» **WHAT YOU WILL DO**:
Locate each line in the data below that contains the string "roof", treating uppercase and lowercase as different, and copy those lines.

+--

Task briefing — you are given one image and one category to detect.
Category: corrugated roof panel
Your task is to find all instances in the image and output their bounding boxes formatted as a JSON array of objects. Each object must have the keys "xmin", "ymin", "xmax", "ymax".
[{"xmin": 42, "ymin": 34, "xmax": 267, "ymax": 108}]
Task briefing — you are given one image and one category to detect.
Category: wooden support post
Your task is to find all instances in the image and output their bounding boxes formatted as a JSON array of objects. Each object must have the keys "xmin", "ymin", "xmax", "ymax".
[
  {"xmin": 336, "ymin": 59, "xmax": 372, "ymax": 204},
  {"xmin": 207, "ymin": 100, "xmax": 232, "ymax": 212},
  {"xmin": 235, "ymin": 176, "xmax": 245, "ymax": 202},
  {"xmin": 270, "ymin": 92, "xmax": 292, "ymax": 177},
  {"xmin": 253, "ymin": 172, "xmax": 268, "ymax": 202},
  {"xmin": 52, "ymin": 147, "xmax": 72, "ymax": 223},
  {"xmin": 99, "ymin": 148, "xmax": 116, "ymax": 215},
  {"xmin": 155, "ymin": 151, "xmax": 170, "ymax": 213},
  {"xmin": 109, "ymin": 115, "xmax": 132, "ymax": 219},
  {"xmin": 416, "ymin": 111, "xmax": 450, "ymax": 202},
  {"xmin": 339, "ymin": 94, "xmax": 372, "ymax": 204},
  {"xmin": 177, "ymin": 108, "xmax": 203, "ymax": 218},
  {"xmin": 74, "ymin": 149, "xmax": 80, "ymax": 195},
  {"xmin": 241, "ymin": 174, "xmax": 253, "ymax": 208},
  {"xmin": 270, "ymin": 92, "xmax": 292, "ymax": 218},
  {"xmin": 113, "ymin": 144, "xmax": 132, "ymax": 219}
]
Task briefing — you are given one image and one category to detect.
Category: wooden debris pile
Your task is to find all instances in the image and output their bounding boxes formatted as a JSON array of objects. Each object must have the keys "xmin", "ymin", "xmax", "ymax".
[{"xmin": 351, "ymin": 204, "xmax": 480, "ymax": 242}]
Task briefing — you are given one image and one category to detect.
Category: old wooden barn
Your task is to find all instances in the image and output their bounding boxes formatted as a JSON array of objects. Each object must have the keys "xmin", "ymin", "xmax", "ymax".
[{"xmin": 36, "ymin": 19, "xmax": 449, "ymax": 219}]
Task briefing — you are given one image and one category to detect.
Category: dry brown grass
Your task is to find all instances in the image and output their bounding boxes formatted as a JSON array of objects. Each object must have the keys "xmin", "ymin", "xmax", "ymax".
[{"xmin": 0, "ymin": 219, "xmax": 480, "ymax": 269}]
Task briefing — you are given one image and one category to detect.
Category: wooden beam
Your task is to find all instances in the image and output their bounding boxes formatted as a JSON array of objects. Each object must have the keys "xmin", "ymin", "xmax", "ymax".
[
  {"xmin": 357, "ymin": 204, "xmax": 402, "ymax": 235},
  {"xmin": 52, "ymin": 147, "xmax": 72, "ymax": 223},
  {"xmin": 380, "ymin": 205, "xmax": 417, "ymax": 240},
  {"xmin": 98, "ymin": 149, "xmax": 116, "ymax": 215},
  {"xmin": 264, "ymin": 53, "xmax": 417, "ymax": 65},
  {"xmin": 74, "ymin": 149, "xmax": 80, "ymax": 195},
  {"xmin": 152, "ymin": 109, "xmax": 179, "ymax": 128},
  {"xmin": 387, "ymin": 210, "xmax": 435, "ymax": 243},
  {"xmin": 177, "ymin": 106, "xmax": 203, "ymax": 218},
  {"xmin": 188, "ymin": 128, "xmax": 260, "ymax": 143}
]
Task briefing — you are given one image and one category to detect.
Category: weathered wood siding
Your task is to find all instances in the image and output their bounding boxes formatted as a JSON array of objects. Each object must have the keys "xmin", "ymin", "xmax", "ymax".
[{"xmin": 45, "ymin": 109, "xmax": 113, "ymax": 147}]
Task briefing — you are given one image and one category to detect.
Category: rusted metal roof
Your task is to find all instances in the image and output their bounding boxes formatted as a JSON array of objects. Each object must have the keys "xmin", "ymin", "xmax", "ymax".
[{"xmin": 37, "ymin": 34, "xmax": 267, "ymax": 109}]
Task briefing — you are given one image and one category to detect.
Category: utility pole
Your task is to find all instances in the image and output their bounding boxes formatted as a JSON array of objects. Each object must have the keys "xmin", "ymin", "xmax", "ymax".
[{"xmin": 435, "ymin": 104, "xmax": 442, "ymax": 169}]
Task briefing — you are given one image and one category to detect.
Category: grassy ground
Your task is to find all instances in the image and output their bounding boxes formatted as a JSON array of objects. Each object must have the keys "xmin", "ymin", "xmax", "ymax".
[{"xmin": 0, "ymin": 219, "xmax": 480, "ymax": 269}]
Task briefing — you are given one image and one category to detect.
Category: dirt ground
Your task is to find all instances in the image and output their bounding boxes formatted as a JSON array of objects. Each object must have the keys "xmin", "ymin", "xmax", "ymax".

+--

» **TASK RESPONSE**:
Category: corrugated roof panel
Category: rusted metal roof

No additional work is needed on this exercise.